:: INSTRUCTION ::
Update the stretch of rows from the start through the line containing "[[76, 212], [542, 190], [624, 217]]" by swapping "downspout" for "drainpipe", keeping everything else unchanged. Omit the pictures from your answer.

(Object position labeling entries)
◇ ◇ ◇

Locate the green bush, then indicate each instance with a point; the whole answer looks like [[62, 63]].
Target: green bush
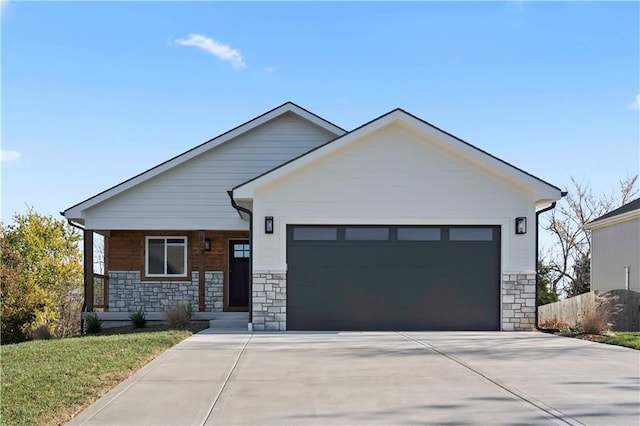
[[138, 318], [93, 323], [178, 315]]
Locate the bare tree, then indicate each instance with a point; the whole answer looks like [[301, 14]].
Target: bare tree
[[569, 260]]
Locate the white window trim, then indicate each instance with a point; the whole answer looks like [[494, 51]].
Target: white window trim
[[165, 237]]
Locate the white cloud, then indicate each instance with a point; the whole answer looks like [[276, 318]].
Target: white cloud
[[7, 156], [222, 51]]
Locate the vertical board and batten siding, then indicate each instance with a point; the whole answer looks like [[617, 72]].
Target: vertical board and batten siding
[[394, 176], [614, 247], [193, 195]]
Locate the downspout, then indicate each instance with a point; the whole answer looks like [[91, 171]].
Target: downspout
[[84, 286], [250, 213], [538, 213]]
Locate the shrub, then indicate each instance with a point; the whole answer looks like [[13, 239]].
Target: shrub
[[138, 318], [178, 315], [554, 323], [93, 323], [41, 332]]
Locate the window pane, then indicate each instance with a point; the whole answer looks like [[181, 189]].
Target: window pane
[[315, 234], [175, 259], [367, 234], [471, 234], [155, 255], [418, 234]]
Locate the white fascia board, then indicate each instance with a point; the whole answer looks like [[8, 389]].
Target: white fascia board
[[76, 212], [542, 190], [624, 217]]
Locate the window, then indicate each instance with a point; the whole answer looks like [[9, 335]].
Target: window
[[315, 233], [366, 234], [166, 256], [241, 251], [471, 234], [418, 234]]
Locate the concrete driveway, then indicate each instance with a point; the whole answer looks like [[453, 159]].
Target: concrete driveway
[[389, 378]]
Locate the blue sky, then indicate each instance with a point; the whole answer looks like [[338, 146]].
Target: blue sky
[[94, 93]]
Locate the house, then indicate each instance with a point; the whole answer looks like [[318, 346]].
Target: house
[[615, 249], [395, 225]]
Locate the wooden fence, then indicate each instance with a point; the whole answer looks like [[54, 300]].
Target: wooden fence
[[625, 318]]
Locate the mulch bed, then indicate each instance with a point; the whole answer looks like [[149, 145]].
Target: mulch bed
[[194, 327]]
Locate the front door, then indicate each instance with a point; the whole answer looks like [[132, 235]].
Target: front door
[[239, 254]]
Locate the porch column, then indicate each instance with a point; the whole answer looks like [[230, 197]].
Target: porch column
[[88, 269], [201, 272]]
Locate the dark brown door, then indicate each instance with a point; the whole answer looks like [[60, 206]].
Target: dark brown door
[[239, 253]]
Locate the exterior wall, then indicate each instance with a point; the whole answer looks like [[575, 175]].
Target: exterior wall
[[394, 176], [130, 289], [518, 302], [269, 301], [128, 292], [615, 247], [193, 195], [126, 250]]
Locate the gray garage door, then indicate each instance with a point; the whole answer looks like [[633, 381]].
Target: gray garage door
[[393, 278]]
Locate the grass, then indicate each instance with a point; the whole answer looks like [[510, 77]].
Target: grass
[[47, 382], [629, 339]]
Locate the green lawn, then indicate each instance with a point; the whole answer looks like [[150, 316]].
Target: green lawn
[[49, 381], [629, 339]]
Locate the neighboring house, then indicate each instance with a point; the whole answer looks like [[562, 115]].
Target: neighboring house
[[395, 225], [615, 249]]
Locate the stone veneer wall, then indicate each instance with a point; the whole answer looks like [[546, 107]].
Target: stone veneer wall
[[269, 301], [128, 293], [518, 302]]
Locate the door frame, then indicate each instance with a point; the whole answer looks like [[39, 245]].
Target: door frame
[[227, 278]]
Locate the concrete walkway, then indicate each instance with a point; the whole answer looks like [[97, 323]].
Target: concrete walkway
[[385, 378]]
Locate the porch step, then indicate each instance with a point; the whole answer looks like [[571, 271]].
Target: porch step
[[229, 324]]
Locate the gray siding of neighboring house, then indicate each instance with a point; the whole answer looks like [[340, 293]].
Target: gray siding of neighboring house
[[193, 195], [613, 248]]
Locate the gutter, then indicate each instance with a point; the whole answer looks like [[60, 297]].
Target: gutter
[[538, 213], [84, 286], [250, 213]]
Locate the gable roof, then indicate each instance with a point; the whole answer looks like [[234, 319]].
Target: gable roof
[[74, 212], [398, 115], [627, 211]]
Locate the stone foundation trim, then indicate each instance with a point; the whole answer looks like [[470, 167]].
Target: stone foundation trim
[[128, 293], [518, 297], [269, 301]]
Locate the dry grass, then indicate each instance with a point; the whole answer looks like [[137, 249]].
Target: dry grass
[[597, 316]]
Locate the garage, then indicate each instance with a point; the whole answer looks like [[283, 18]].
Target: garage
[[366, 278]]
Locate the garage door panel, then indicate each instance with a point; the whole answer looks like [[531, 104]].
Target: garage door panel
[[393, 285]]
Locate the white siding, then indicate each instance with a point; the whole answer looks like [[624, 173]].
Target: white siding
[[394, 176], [193, 195], [613, 248]]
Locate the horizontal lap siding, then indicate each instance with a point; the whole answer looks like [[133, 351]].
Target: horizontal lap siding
[[193, 195], [613, 248], [126, 249], [395, 176]]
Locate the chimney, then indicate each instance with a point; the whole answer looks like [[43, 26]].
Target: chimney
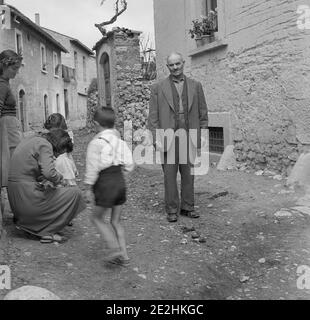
[[37, 18]]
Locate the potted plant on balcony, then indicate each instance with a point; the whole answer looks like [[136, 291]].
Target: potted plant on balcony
[[203, 29]]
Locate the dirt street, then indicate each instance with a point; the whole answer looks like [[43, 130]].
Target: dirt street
[[252, 248]]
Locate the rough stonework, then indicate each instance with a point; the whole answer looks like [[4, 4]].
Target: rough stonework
[[31, 293]]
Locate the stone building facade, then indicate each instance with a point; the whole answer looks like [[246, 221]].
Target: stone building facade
[[120, 84], [255, 74], [39, 85]]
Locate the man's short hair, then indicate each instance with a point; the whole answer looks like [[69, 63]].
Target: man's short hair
[[105, 117]]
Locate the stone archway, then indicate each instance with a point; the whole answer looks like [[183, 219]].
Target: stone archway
[[22, 112]]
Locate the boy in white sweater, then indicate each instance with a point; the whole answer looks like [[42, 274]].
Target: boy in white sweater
[[107, 156]]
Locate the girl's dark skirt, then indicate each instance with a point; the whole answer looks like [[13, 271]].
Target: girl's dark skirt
[[110, 188]]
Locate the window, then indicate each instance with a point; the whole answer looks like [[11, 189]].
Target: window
[[43, 58], [56, 64], [84, 69], [19, 41], [76, 64], [211, 5]]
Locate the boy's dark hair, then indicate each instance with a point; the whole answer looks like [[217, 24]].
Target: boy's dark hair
[[55, 120], [105, 117], [60, 140]]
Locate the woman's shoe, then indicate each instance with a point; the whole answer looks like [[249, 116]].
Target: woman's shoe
[[120, 261], [113, 254]]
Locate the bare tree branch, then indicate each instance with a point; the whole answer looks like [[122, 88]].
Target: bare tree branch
[[118, 12]]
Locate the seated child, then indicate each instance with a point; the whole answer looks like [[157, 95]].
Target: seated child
[[64, 161]]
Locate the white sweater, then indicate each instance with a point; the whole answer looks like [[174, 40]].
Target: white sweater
[[106, 149]]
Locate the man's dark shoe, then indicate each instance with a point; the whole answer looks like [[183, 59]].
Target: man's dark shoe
[[190, 214], [172, 217]]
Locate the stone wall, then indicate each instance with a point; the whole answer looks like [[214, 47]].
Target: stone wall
[[129, 92]]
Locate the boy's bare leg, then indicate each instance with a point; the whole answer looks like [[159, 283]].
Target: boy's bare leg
[[105, 229], [119, 230]]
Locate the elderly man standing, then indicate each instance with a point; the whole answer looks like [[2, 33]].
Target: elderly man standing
[[177, 102]]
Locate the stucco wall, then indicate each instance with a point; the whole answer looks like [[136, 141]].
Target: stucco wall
[[260, 77], [130, 94]]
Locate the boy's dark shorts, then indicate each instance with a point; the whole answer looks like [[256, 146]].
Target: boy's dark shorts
[[110, 188]]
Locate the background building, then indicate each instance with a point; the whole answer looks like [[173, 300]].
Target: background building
[[79, 68]]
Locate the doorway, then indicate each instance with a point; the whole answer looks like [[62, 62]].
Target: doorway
[[22, 109], [66, 104], [105, 63], [45, 101]]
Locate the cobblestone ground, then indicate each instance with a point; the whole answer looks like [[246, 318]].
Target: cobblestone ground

◇ ◇ ◇

:: SOLUTION FOR THIS PROBLEM ::
Locate the green bush, then indicate each instance with a point; the whole answer looks like [[62, 63]].
Target: green bush
[[138, 318], [93, 323], [178, 315]]
Locate the bare tree, then indicate each instance with a point; the whole answer looks like [[301, 14]].
Target: bare tree
[[569, 260]]
Locate the white window trim, then indicate each instance with a point; the whole answer looks like [[494, 51]].
Target: white window trim
[[165, 237]]
Locate the white cloud, then indicate each instance with a point; the whole answer looks like [[276, 318]].
Target: white cloud
[[7, 156], [222, 51]]
Locate the vertical board and batten siding, then indicate each instance with a point; the whole answer looks like [[617, 72]].
Target: vertical board and batten siding
[[394, 176], [614, 247], [193, 195]]
Locate the drainpipe, then indicate each instance with a point; the whole answer looks like [[91, 171]].
Target: drainpipe
[[84, 286], [250, 213], [538, 213]]
Locate the shrub, then indicate each instance with a point; the whole answer looks like [[13, 239]].
Target: shrub
[[138, 318], [178, 315], [554, 323], [93, 323], [41, 332]]
Locate the window pane, then indicate each instance with a point; the whole answer looks like [[181, 189]].
Target: window pane
[[315, 234], [175, 259], [367, 234], [471, 234], [155, 255], [418, 234]]
Locate the white fascia board, then indicate each instance with a point; the whole answer looks like [[8, 389]].
Target: white fascia board
[[76, 212], [542, 190], [624, 217]]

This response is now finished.